- What you are asked to do: Put every line of the material below into a JSON list of strings, one string per line, and omit blank lines and the pictures.

- Material for this task:

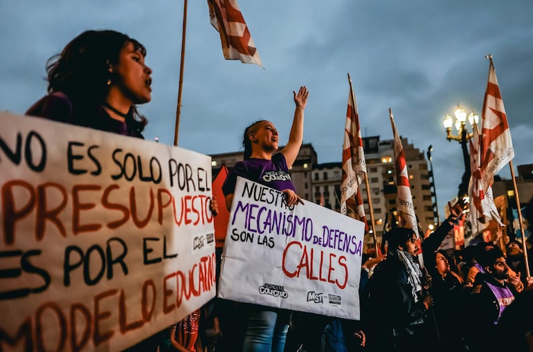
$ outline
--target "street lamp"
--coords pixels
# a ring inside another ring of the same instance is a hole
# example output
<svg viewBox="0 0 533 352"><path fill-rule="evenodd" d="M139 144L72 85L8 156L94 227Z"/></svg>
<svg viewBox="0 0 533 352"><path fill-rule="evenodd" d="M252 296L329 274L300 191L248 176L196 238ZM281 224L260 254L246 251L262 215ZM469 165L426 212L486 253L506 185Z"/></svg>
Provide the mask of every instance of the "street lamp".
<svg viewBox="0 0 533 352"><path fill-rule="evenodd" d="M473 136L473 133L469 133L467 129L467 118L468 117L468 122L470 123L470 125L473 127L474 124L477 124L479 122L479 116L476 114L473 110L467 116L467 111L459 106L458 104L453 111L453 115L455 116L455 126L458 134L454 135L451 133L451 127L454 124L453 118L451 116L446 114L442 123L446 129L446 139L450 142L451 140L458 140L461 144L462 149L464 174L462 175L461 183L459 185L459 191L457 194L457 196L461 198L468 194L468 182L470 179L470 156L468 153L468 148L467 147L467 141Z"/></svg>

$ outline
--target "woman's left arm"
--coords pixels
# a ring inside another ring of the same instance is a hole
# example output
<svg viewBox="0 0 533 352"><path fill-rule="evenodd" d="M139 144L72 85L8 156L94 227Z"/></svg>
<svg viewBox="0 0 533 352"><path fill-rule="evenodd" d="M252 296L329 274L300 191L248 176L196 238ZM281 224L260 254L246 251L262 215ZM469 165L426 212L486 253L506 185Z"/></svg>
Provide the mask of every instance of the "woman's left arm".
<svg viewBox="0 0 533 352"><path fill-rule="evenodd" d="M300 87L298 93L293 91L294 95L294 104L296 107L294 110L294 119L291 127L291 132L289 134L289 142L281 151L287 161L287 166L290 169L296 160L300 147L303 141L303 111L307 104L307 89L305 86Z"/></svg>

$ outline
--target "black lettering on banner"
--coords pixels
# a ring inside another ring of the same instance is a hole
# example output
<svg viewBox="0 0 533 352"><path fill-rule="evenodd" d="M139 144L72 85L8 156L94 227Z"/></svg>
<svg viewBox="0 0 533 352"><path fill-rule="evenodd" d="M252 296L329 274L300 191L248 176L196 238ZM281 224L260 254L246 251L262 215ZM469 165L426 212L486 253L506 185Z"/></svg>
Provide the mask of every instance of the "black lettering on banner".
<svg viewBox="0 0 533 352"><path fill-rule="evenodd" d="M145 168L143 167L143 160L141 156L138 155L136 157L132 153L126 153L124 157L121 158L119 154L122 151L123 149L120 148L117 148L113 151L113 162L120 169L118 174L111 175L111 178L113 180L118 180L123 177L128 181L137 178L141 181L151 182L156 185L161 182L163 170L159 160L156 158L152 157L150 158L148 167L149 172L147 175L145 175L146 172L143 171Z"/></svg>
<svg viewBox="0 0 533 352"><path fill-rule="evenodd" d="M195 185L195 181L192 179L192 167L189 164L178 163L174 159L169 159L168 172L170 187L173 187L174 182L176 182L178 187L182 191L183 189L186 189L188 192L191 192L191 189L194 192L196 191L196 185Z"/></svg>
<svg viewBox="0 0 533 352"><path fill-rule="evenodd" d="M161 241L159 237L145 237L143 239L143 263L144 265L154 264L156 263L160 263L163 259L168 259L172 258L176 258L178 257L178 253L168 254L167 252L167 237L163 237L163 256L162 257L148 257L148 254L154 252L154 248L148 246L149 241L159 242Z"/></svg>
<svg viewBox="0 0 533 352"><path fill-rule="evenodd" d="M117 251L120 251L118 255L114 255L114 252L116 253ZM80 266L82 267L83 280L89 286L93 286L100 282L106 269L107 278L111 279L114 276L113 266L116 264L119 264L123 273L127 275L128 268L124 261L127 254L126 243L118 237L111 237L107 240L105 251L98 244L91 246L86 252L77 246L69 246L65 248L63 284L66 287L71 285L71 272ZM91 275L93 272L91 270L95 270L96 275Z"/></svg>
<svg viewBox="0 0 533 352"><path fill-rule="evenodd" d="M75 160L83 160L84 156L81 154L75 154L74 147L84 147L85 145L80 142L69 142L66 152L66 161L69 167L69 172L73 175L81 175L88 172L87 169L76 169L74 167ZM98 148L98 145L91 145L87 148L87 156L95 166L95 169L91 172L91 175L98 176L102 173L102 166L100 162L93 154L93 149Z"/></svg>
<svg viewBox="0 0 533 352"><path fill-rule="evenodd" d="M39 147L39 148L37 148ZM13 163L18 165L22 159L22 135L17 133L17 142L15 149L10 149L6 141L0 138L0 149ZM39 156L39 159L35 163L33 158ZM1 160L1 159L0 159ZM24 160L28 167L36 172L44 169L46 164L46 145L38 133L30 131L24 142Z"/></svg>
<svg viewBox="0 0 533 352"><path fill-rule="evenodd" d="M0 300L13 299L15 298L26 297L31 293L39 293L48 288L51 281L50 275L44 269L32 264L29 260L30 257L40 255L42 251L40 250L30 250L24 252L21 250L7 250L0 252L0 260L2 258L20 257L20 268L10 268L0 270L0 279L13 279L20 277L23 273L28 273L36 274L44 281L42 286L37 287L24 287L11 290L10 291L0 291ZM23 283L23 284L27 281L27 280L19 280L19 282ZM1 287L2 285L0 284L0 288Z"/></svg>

- Written response:
[
  "$ outline",
  "--target \"street lamp\"",
  "--coords pixels",
  "# a ring inside another ring of the same instance is a hole",
  "# example output",
  "<svg viewBox=\"0 0 533 352\"><path fill-rule=\"evenodd\" d=\"M139 144L72 85L8 156L94 227Z\"/></svg>",
  "<svg viewBox=\"0 0 533 352\"><path fill-rule=\"evenodd\" d=\"M252 296L329 274L300 191L248 176L196 238ZM281 224L260 254L246 251L262 215ZM469 165L426 212L486 253L506 185Z\"/></svg>",
  "Provide the mask of every instance of the \"street lamp\".",
  "<svg viewBox=\"0 0 533 352\"><path fill-rule=\"evenodd\" d=\"M473 136L473 133L469 133L467 129L467 118L468 117L468 122L470 123L470 125L473 127L474 124L477 124L479 122L479 116L476 114L473 110L467 116L467 111L459 106L458 104L453 111L453 115L455 116L455 126L458 134L454 135L451 133L451 127L454 124L453 118L451 116L446 114L442 123L446 129L446 139L450 142L451 140L458 140L461 144L462 149L464 174L462 175L461 183L459 185L459 191L457 194L457 196L461 198L468 194L468 182L470 179L470 156L468 153L468 148L467 147L467 141Z\"/></svg>",
  "$ outline",
  "--target \"woman's left arm\"",
  "--coords pixels",
  "# a ring inside another ring of the same instance is a hole",
  "# example output",
  "<svg viewBox=\"0 0 533 352\"><path fill-rule=\"evenodd\" d=\"M139 144L72 85L8 156L94 227Z\"/></svg>",
  "<svg viewBox=\"0 0 533 352\"><path fill-rule=\"evenodd\" d=\"M252 296L329 274L300 191L248 176L196 238ZM281 224L260 254L246 251L262 215ZM469 165L426 212L486 253L506 185Z\"/></svg>",
  "Provide the mask of every instance of the \"woman's left arm\".",
  "<svg viewBox=\"0 0 533 352\"><path fill-rule=\"evenodd\" d=\"M300 87L298 93L293 91L294 95L294 104L296 107L294 110L294 119L291 127L291 132L289 134L289 142L281 151L287 161L287 166L290 169L296 160L300 147L303 141L303 111L307 104L307 89L305 86Z\"/></svg>",
  "$ outline",
  "--target \"black lettering on banner\"",
  "--coords pixels",
  "# a ring inside another ring of the same instance is a hole",
  "# example output",
  "<svg viewBox=\"0 0 533 352\"><path fill-rule=\"evenodd\" d=\"M139 144L72 85L8 156L94 227Z\"/></svg>",
  "<svg viewBox=\"0 0 533 352\"><path fill-rule=\"evenodd\" d=\"M252 296L329 274L300 191L248 176L196 238ZM281 224L260 254L246 251L262 215ZM469 165L426 212L486 253L506 185Z\"/></svg>",
  "Provide the mask of every instance of the \"black lettering on banner\".",
  "<svg viewBox=\"0 0 533 352\"><path fill-rule=\"evenodd\" d=\"M145 168L143 167L143 160L141 156L138 155L136 157L132 153L126 153L124 157L121 158L119 154L122 151L123 149L120 148L117 148L113 151L113 162L120 169L118 174L111 175L111 178L113 180L118 180L123 177L128 181L137 178L141 181L151 182L156 185L161 182L163 170L159 160L156 158L152 157L150 158L148 167L149 172L147 175L145 175L146 172L143 171Z\"/></svg>",
  "<svg viewBox=\"0 0 533 352\"><path fill-rule=\"evenodd\" d=\"M195 185L195 181L192 179L192 167L189 164L178 163L174 159L169 159L168 172L170 187L173 187L174 182L176 182L178 187L182 191L183 189L186 189L188 192L191 192L191 189L194 192L196 191L196 185Z\"/></svg>",
  "<svg viewBox=\"0 0 533 352\"><path fill-rule=\"evenodd\" d=\"M161 241L159 237L145 237L143 239L143 263L144 265L154 264L156 263L160 263L163 259L168 259L172 258L176 258L178 257L178 253L168 254L167 252L167 237L163 237L163 256L162 257L148 257L148 254L154 252L154 248L148 246L149 241L159 242Z\"/></svg>",
  "<svg viewBox=\"0 0 533 352\"><path fill-rule=\"evenodd\" d=\"M117 251L120 251L118 255L114 255L114 252L116 253ZM80 266L82 267L83 280L89 286L93 286L100 282L106 269L107 278L111 279L114 276L113 266L116 264L119 264L123 273L127 275L128 268L124 261L127 254L126 243L118 237L111 237L107 240L105 251L98 244L91 246L86 252L77 246L69 246L65 248L63 284L66 287L71 285L71 272ZM91 275L93 272L91 270L95 270L96 275Z\"/></svg>",
  "<svg viewBox=\"0 0 533 352\"><path fill-rule=\"evenodd\" d=\"M75 160L83 160L84 156L81 154L75 154L74 147L84 147L85 145L80 142L69 142L66 152L66 161L69 167L69 172L73 175L81 175L88 172L87 169L76 169L74 167ZM98 148L98 145L91 145L87 148L87 156L95 166L95 169L91 172L91 175L98 176L102 173L102 166L100 162L93 154L93 149Z\"/></svg>",
  "<svg viewBox=\"0 0 533 352\"><path fill-rule=\"evenodd\" d=\"M39 147L39 148L37 148ZM13 163L18 165L22 159L22 135L17 133L17 142L15 149L10 149L6 141L0 138L0 149ZM39 156L39 159L35 163L33 158ZM1 160L1 159L0 159ZM24 160L28 167L36 172L44 169L46 164L46 145L38 133L30 131L24 142Z\"/></svg>",
  "<svg viewBox=\"0 0 533 352\"><path fill-rule=\"evenodd\" d=\"M0 300L13 299L15 298L26 297L31 293L39 293L48 288L51 281L50 275L44 269L32 264L29 260L30 257L40 255L42 251L40 250L30 250L24 252L21 250L7 250L0 252L0 260L2 258L20 257L20 268L10 268L0 270L0 279L13 279L20 277L23 273L28 273L36 274L44 281L42 286L37 287L24 287L11 290L10 291L0 291ZM23 283L23 284L27 281L27 280L19 280L19 282ZM1 287L2 285L0 284L0 288Z\"/></svg>"
]